Currently, the lone intensive-outpatient program in the county is only for adults, and only those with substance abuse as a primary diagnosis. Phoenix Rising Wellness Center, which opened in Vero in 2018, treats mental illnesses, but only as a secondary diagnosis.

The new county program will do the reverse, treating young patients with a primary diagnosis other than substance abuse, though it will treat that issue as well.

Both problems are on the rise since the pandemic began, said Pedro Bernabe, Phoenix Rising’s CEO. He blames boredom and unemployment for an increase in relapses.

There is also a sharp rise in depression. A study published in September on JAMA Network Open found a three-fold increase in depression symptoms since March nationwide, as compared to pre-pandemic levels. In Indian River County, there were 29 suicides by the end of September, the same number as in all of 2019.

And that may not come close to the pandemic and post-pandemic mental health toll.

“FEMA says the peak of crisis in terms of suicidality and hospitalization happens 12 to 18 months post-event,” said Brett Hall, who leads the Mental Health Collaborative of Indian River County. “We’re not even post-event yet, and there’s a rise already. That’s why we’re working on this now.

“The surge is already here. Medical practitioners are busy now,” Hall went on. “But in terms of mental health, we’ve got to be working in many, many directions to be ready for when our peak hits.”

In Indian River County, the mental health hospitalization rate for children under 18 is twice the state average and the third highest among all Florida counties.

Hall cites two suicides within 9 days in September to illustrate the problem – one, a 14-year-old, the other, a 24-year-old. He said there is solid research pointing to 18- to 23-year-olds being hardest hit by the pandemic in terms of mental health.

■ **Data supplied**:
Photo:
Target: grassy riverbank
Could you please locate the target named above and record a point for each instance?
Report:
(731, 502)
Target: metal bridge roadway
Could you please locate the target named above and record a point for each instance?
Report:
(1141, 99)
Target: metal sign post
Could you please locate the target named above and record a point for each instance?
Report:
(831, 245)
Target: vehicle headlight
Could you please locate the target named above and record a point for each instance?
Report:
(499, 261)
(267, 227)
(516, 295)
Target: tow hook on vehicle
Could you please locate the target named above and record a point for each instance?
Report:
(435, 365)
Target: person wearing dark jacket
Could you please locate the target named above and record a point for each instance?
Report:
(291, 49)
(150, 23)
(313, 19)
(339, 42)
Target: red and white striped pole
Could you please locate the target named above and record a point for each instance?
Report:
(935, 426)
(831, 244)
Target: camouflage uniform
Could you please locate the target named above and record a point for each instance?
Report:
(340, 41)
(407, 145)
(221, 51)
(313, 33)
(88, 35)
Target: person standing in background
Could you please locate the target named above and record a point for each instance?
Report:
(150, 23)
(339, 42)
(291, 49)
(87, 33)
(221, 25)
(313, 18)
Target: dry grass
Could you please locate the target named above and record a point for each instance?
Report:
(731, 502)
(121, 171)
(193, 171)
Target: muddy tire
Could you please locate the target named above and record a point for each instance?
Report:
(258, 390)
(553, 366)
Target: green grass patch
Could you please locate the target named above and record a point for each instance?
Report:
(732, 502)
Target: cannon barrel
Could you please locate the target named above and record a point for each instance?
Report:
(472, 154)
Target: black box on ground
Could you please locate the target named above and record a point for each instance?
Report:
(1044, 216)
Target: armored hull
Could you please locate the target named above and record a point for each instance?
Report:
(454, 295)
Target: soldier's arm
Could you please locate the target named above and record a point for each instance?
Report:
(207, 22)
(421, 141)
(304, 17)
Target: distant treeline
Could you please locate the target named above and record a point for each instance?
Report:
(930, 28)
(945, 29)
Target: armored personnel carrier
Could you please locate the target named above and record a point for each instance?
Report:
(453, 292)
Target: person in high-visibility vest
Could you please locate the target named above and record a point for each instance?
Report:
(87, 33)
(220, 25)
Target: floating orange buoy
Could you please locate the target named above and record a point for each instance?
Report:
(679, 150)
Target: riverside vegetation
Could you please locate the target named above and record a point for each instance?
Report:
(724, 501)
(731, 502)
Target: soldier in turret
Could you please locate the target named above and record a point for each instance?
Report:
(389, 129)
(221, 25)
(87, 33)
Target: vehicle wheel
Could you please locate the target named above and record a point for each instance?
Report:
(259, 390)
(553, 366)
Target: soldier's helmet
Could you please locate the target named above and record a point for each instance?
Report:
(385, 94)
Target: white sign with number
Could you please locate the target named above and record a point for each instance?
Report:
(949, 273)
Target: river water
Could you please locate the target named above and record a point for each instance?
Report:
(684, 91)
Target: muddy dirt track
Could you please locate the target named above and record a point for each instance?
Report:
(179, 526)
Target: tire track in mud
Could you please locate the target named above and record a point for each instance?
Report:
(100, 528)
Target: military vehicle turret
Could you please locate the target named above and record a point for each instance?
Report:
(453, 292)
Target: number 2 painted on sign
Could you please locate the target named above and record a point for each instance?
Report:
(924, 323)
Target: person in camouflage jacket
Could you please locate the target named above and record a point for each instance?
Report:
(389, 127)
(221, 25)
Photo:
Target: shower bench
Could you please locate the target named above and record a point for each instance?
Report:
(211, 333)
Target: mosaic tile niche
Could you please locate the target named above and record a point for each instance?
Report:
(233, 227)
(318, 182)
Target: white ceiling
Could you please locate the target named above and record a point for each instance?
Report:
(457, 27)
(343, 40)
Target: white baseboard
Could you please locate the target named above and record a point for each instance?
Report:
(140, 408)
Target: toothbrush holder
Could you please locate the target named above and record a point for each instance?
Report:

■ **Actions to take**:
1. Could you restate the Indian River County mental health article from "The new county" to "mental health toll.", swapping "depression" for "anxiety"?
2. Can you pick up the Indian River County mental health article after its last sentence and keep it going?

■ **Answers for this exercise**:
1.
The new county program will do the reverse, treating young patients with a primary diagnosis other than substance abuse, though it will treat that issue as well.

Both problems are on the rise since the pandemic began, said Pedro Bernabe, Phoenix Rising’s CEO. He blames boredom and unemployment for an increase in relapses.

There is also a sharp rise in anxiety. A study published in September on JAMA Network Open found a three-fold increase in anxiety symptoms since March nationwide, as compared to pre-pandemic levels. In Indian River County, there were 29 suicides by the end of September, the same number as in all of 2019.

And that may not come close to the pandemic and post-pandemic mental health toll.

2.
The RFP suggests the program would be for ages 9 through 25, but Ann Marie Suriano, who wrote the document as executive director of the Hospital District, expects providers to tailor that age span to the services they can best provide.

The Hospital District considers the intensive outpatient treatment program the first – and most urgent – step to come out of a group conversation among mental health professionals held in early March. Hosted by the district, the meeting addressed the possibility of uniting a wide range of mental health services on a single campus, ideally near Cleveland Clinic Indian River Hospital.

Work on that ambitious project got “preempted” by the pandemic, said Suriano. Then the county school district’s director of mental health services, Sharon Packard, seeing children emotionally overwhelmed by the pandemic, approached the Hospital District for help in starting an intensive outpatient treatment option.

Such treatment, two levels of treatment under inpatient hospitalization, involves more hours of therapy than the usual weekly session, typically with individual and group sessions several times per week, for up to two months. It is intended to be less disruptive for the client than partial hospitalization programs, which can involve five-day-a-week therapy for five hours or more and can cause interruption of school or work schedules.

Suriano believes there could be CARES Act funding for the program, since there is a demonstrable increase in need due to the COVID-19 pandemic. In addition, she is approaching local foundations to contribute to the effort.

She said she doesn’t yet know how much the program will cost, since proposals may or may not include new construction as well as staffing. She does, however, believe the program will eventually relocate to the proposed mental health campus that has been put on hold due to COVID-19.

“We thought we could move forward and work in small pieces to eventually include adults and then some kind of campus,” said Suriano. “We think we can make it work.”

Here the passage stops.